*** Block opens ***
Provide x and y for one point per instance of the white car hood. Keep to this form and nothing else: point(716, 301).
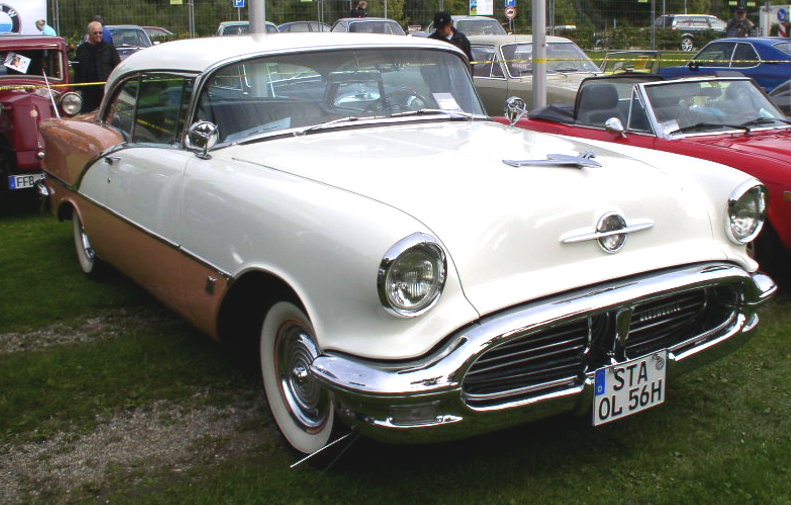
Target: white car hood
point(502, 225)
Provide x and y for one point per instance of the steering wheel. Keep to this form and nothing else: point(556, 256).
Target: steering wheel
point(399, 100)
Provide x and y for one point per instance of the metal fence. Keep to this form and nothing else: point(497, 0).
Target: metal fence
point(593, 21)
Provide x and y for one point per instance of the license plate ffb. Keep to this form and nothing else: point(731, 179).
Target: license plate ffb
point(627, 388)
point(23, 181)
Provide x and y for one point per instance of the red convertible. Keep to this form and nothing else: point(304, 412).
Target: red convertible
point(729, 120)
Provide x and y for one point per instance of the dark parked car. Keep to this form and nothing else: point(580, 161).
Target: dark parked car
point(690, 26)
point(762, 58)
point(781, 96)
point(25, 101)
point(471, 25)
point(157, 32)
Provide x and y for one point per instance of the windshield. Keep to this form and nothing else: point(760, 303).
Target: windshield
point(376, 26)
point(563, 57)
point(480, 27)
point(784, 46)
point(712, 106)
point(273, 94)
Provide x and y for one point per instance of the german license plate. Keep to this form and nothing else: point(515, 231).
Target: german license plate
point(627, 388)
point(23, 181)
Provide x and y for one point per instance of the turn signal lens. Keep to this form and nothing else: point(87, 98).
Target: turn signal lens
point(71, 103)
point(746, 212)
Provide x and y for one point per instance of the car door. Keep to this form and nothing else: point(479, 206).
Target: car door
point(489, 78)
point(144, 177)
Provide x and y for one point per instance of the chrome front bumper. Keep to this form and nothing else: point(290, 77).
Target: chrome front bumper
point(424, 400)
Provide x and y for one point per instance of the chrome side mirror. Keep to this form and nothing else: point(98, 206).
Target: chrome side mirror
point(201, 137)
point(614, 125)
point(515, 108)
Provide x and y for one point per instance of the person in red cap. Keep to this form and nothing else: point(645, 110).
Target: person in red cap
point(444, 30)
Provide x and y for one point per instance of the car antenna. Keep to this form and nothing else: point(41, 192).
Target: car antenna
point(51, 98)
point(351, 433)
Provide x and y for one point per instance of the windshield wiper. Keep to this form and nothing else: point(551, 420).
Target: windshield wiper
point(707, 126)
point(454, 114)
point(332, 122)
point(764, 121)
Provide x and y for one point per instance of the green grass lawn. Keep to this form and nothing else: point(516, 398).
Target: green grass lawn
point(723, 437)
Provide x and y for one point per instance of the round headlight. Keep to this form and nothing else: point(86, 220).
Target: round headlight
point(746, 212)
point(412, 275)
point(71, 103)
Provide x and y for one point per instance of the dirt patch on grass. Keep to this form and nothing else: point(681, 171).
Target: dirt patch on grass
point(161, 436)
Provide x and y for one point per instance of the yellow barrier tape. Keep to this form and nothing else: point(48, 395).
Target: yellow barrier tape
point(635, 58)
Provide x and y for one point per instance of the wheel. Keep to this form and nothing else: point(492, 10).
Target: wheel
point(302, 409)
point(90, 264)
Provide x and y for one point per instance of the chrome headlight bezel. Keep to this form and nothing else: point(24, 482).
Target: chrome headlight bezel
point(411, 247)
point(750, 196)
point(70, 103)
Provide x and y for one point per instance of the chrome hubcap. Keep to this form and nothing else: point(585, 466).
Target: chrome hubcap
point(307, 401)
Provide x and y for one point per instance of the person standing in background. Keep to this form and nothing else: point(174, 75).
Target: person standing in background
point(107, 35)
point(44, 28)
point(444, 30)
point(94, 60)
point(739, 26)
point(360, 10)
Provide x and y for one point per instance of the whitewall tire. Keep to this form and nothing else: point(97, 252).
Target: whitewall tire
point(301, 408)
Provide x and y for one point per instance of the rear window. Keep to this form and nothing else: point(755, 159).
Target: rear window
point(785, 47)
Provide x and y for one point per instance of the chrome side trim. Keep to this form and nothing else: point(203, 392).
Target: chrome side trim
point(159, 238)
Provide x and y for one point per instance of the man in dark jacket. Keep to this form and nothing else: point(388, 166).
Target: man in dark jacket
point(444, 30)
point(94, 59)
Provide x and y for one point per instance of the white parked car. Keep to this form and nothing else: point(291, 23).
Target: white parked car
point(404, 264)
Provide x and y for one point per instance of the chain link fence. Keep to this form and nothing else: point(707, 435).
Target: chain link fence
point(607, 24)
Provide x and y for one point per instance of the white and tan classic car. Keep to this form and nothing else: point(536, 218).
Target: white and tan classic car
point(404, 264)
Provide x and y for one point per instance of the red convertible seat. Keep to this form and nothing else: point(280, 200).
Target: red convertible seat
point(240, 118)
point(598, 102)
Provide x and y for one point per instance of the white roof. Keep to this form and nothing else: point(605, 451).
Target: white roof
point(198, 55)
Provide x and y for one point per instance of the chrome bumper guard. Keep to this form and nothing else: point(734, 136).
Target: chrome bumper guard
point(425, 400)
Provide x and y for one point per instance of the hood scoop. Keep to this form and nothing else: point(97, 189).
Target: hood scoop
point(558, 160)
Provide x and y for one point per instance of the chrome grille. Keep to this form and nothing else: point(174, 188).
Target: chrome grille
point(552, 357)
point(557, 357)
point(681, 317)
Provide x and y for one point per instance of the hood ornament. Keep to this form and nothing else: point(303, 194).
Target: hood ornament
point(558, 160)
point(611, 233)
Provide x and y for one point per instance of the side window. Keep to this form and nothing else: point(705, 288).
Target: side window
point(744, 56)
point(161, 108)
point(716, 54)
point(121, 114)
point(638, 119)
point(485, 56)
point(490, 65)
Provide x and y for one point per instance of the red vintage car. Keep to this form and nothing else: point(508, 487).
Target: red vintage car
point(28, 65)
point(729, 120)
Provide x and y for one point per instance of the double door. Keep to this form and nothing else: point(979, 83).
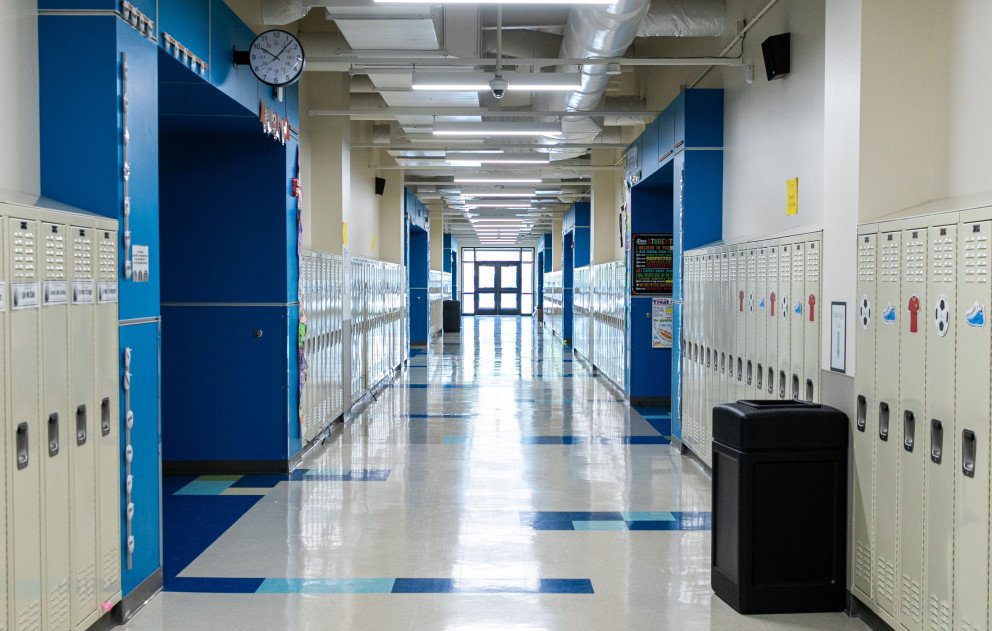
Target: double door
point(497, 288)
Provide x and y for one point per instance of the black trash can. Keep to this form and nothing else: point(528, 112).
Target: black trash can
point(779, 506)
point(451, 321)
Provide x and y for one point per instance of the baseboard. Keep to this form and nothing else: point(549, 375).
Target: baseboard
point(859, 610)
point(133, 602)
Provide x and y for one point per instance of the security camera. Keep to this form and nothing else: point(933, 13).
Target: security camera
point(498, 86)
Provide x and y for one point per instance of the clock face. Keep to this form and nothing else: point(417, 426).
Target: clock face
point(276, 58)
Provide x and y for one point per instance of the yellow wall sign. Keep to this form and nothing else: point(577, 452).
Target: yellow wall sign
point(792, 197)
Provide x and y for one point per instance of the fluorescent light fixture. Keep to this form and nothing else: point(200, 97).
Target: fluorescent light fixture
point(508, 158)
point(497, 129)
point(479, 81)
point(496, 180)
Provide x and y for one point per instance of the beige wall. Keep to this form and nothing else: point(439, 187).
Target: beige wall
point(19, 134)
*** Block closes ***
▶ Problem to work on: Exactly as they appear above, print all the lines, but not the pictures.

▶ Result of this exercise:
Provide x and y for one point per instance of the white car hood. Keep to this form and nothing else: point(716, 301).
Target: white car hood
point(502, 225)
Provide x and y for one point per instance of the steering wheel. Keep to this form and nothing else: point(556, 256).
Target: steering wheel
point(399, 100)
Provide x and y for one point per instance of the metal fence. Keep to this form and nothing else: point(497, 0).
Target: metal fence
point(593, 21)
Provide x and y for one point per instance of the license plate ffb. Keep to this form and nothing else: point(731, 179).
Target: license plate ffb
point(627, 388)
point(23, 181)
Provide x and y for one point per instance of the red convertible. Keep to this form and nothing else: point(304, 412).
Target: red convertible
point(729, 120)
Provide x and y for one point per instance of the dark parked car. Keep to this form and nothing else: point(580, 161).
Target: dark parked car
point(690, 26)
point(762, 58)
point(781, 96)
point(25, 101)
point(471, 25)
point(157, 32)
Provide x and y for one point per instance of the windshield. Keep to this form and nothing else: point(760, 303).
Target: windshield
point(376, 26)
point(563, 57)
point(480, 27)
point(784, 46)
point(712, 106)
point(273, 94)
Provide x and y for one point per instance of the german license plate. Keep to this form and nothing else: point(515, 231).
Target: german license plate
point(627, 388)
point(23, 181)
Provide x and y for one point per instance of the turn signal lens. Keep to this form and nothing else: point(87, 98).
Target: turn signal lens
point(71, 103)
point(746, 212)
Provide x and y for one point per instance of the car door. Keep to this form and nothing else: point(479, 206).
Target: car door
point(489, 78)
point(144, 177)
Provide x and y for one point per instance of the chrome front bumper. Keep to this form and nothing else: point(290, 77).
Target: chrome front bumper
point(424, 400)
Provide x and y for one point per instance of the chrome side mirror. Keep to this form and nothing else: point(98, 206).
Target: chrome side mirror
point(201, 137)
point(614, 125)
point(515, 108)
Provide x and y for one point per instance of the person in red cap. Keep to this form and nothing else: point(645, 110).
Target: person in red cap
point(444, 30)
Provide x and y for one point per instance of the car antenna. Keep to this form and nothing else: point(41, 192).
Target: car antenna
point(51, 98)
point(351, 433)
Provide x and y for one point per instance of the windshield wiper. Keep to this form and nothing else: point(551, 420).
Target: windshield wiper
point(707, 126)
point(454, 114)
point(332, 122)
point(764, 121)
Provide x and y for one point per instance of the green grass lawn. Keep to this form and nothing else: point(516, 398).
Target: green grass lawn
point(723, 437)
Provide x and y for one point per instance of the round headlight. Keep to this form and nothing else: point(86, 220).
Target: round headlight
point(746, 212)
point(412, 275)
point(71, 103)
Provide x and y for one point per instance of the dirt patch on grass. Keep to this form and nothing else: point(681, 171).
Target: dirt patch on grass
point(161, 436)
Provide x and y for one point per instance of the yellow barrier tape. Keep to this form and nothing else: point(48, 395).
Target: yellow barrier tape
point(635, 58)
Provide x and y for one point per instance of the wheel. Keep to this form and nothing else: point(492, 10).
Target: wheel
point(302, 409)
point(90, 264)
Provide x and y for one point per instance of the chrome headlight bezel. Keep to this form and nothing else: point(24, 482).
Target: chrome headlight bezel
point(411, 247)
point(750, 196)
point(70, 103)
Provide x and y for one point per instance of the chrome hubcap. Keep to this form and nothing else: point(585, 466).
Target: chrome hubcap
point(307, 401)
Provide x and y for one point per instance of the person standing in background. Keep to this form and nothing else: point(174, 75).
Target: person standing in background
point(107, 35)
point(44, 28)
point(444, 30)
point(94, 60)
point(739, 26)
point(360, 10)
Provide x and y for one point per instance of the whitewall tire. Keep to this form and nothing else: point(97, 252).
Target: whitewall tire
point(301, 408)
Provide x and y for one point per instance of the rear window. Keep to this form and nothing else: point(755, 159).
Target: rear window
point(785, 47)
Provide x and y for one point per instance of the chrome side trim. Keep to this form and nothing else: point(203, 392).
Target: chrome side trim
point(159, 238)
Provide x and y for one point per instance of the man in dark jacket. Keep to this form and nothing else: point(388, 166).
Target: man in dark jacket
point(444, 30)
point(94, 59)
Provide x and y for one point per instance of the white parked car. Keep to this form and nothing else: point(291, 23).
Target: white parked car
point(404, 264)
Provide x and y for one point per instance of the chain link fence. Keep to this form and nothing else: point(707, 435).
Target: chain link fence
point(607, 24)
Provide x and y for one point per instance of the white and tan classic car. Keep to this form and nothing else: point(536, 218).
Target: white and tan classic car
point(404, 264)
Provide x and y for one point per instance of the red convertible seat. Keep to this form and nothing else: point(280, 200).
Target: red convertible seat
point(240, 118)
point(598, 102)
Provide x and y for one point per instance of the white roof. Keep to this form and nothing else: point(605, 451).
Target: white roof
point(198, 55)
Provide x and y for one point per instance of the chrome bumper guard. Keep to this form and nothing else: point(734, 136).
Target: chrome bumper guard
point(425, 400)
Provide x and y for one point per instance of the hood scoop. Keep to this form and nothing else: point(97, 189).
Target: hood scoop
point(558, 160)
Provide x and y for one point per instance of the chrome grille. Keep to this form and nothing else: point(174, 188).
Target: chrome grille
point(552, 357)
point(557, 357)
point(681, 317)
Provide x and y for one point per instance of the hood ornament. Keep to this form and nothing else: point(303, 194).
Target: hood ornament
point(558, 160)
point(611, 233)
Provide x and y for one point per instance of the side window. Keep to this form and nothing else: point(705, 288).
Target: side window
point(744, 56)
point(161, 108)
point(716, 54)
point(121, 114)
point(638, 119)
point(485, 56)
point(490, 65)
Provide x and y for one point per instance of the red vintage car. Keep to this form and nothing else: point(508, 487).
Target: red vintage car
point(28, 65)
point(729, 120)
Provide x and y for one point per instance of the double door. Keep to this form and nothing else: point(979, 83).
Target: double door
point(497, 288)
Provide x and y for one point per instance of the black trash can. Keep to this form and nothing else: point(528, 112).
Target: black trash can
point(779, 506)
point(451, 321)
Provide x and y for one point per instance of the baseboard. Keep to this form and nothing else: point(549, 375).
Target: baseboard
point(859, 610)
point(133, 602)
Provide x and y for one point per instance of the security camera. Keep to this form and nothing else: point(933, 13).
Target: security camera
point(498, 86)
Provide x and y for one point per instance of the clock face. Keep to this form and nothing else: point(417, 426).
Target: clock face
point(276, 58)
Provide x and y for one point per instance of the yellow wall sign. Keep to this form and nothing else: point(577, 452).
Target: yellow wall sign
point(792, 197)
Provide x and y for one point per instance of the fluorescent light fixture. Keep to this form and nothing else: point(200, 97).
Target: fluorescent light fixture
point(508, 158)
point(497, 129)
point(479, 81)
point(496, 180)
Provide x and y for one point per instance of the beige wall. Keep to this form and nothing else: point(439, 187).
Target: beige wall
point(19, 134)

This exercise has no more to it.